Reproduce the stretch of the Suu Kyi passage from "At this time" through "after the diagnosis.", changing "junta" to "regime".

Extract provided Start Marker

At this time of optimism returning in Myanmar, in Oxford Aris was diagnosed with prostate cancer. The junta sprung on this opportunity denying all Aris’ requests for a Burmese visa. They ignored pleas for mercy from people such as Prince Charles and the Pope, but habitually told Suu Kyi that she was free to leave Myanmar at anytime to be with her husband in England. Through unknown torment, Suu Kyi stayed put, aware that once she left the country she would never be allowed to return. Aris died on 27th March 1999, less than three months after the diagnosis.
In 2002 Suu Kyi was released and promptly took her democracy-show back on the road. General Than Shwe was now No. 1. This brutish man wanted to eliminate Suu Kyi and orchestrated an attack when she was travelling through the town of Depayin north of Mandalay. The NLD convoy was halted by two men pretending to be monks when an ambush of 4,000 thugs poured upon them.

Extract provided End Marker
Stored data Start Marker

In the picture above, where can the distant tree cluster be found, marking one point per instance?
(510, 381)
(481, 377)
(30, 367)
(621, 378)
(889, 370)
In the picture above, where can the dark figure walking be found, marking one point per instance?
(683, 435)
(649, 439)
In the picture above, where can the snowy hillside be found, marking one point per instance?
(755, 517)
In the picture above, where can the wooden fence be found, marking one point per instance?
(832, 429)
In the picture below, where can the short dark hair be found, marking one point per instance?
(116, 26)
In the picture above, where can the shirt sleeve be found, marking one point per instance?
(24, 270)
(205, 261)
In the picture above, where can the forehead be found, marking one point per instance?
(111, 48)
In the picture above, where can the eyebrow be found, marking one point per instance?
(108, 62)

Stored data End Marker
Stored data Start Marker

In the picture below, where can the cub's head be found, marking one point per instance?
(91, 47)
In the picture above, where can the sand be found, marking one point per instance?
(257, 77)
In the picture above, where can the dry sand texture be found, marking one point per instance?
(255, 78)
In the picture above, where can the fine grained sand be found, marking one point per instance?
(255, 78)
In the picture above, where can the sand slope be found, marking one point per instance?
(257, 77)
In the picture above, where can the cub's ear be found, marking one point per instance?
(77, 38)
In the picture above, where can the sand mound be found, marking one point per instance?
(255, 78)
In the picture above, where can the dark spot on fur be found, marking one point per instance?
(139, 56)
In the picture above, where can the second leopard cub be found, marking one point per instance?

Stored data End Marker

- Response to this exercise
At this time of optimism returning in Myanmar, in Oxford Aris was diagnosed with prostate cancer. The regime sprung on this opportunity denying all Aris’ requests for a Burmese visa. They ignored pleas for mercy from people such as Prince Charles and the Pope, but habitually told Suu Kyi that she was free to leave Myanmar at anytime to be with her husband in England. Through unknown torment, Suu Kyi stayed put, aware that once she left the country she would never be allowed to return. Aris died on 27th March 1999, less than three months after the diagnosis.